* _Consigne_:
D'après l'extrait sur la pandémie, quels secteurs semblent avoir été moins touchés que d'autres ?

* _Passage extrait_:

Les hauts dirigeants et les entrepreneurs du monde entier vous auraient dit que « prévoir le changement » et y préparer leur entreprise étaient au cœur de leur rôle.

Je pense qu’on peut se l’avouer : personne n’était prêt pour ce type de changement. Pas même moi, qui fais pourtant partie de ces leaders fiers de leur capacité à anticiper le changement, à s’y préparer et à s’y adapter. La première année de mon mandat comme présidente et chef de la direction, je l’ai passée à provoquer moi-même des changements dans la Société : j’ai tenté d’accroître son influence, de la rendre plus agile et de la préparer à l’avenir.

Puis, l’avenir est arrivé.

Nul besoin de dresser la liste des dommages humains et économiques causés par la COVID-19. En juin, lors d’une réunion des parties prenantes de l’industrie, j’ai entendu toute une gamme de comptes rendus de première main. Tout le monde a ressenti le contrecoup de la pandémie. Pour certains, la chute a été brutale, et la pente sera longue et difficile à remonter. Pour d’autres, la crise a été moins grave. Certains secteurs, comme l’agriculture, la construction et l’exploitation minière, semblent avoir été moins touchés que d’autres : avec quelques ajustements, ils ont pu poursuivre leurs activités, presque comme avant.

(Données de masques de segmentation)
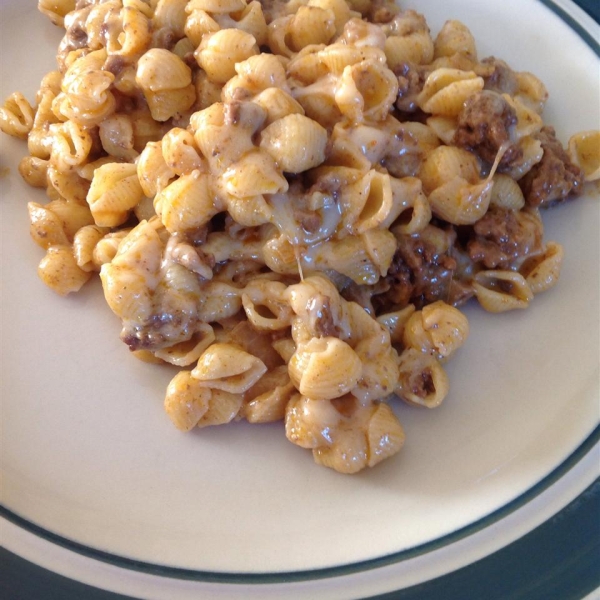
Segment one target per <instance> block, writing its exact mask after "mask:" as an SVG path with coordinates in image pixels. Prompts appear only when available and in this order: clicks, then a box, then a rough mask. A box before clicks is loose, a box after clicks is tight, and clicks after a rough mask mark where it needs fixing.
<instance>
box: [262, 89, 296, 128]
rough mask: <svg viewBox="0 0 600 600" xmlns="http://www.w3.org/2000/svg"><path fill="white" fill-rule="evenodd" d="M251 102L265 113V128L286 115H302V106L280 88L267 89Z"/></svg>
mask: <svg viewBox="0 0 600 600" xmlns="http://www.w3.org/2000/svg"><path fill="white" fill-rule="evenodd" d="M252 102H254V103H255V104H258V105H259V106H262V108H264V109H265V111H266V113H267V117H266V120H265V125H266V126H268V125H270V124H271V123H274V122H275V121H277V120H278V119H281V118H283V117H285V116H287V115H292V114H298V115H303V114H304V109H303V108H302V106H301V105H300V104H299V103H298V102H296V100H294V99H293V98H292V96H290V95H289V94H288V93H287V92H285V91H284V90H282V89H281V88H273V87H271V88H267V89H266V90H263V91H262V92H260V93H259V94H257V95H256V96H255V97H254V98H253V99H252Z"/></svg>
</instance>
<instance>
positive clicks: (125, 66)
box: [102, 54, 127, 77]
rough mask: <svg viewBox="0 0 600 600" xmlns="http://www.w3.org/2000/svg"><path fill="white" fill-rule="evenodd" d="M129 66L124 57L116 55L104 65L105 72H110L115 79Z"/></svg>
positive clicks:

* _Résultat de l'exercice_:
L'agriculture, la construction et l'exploitation minière.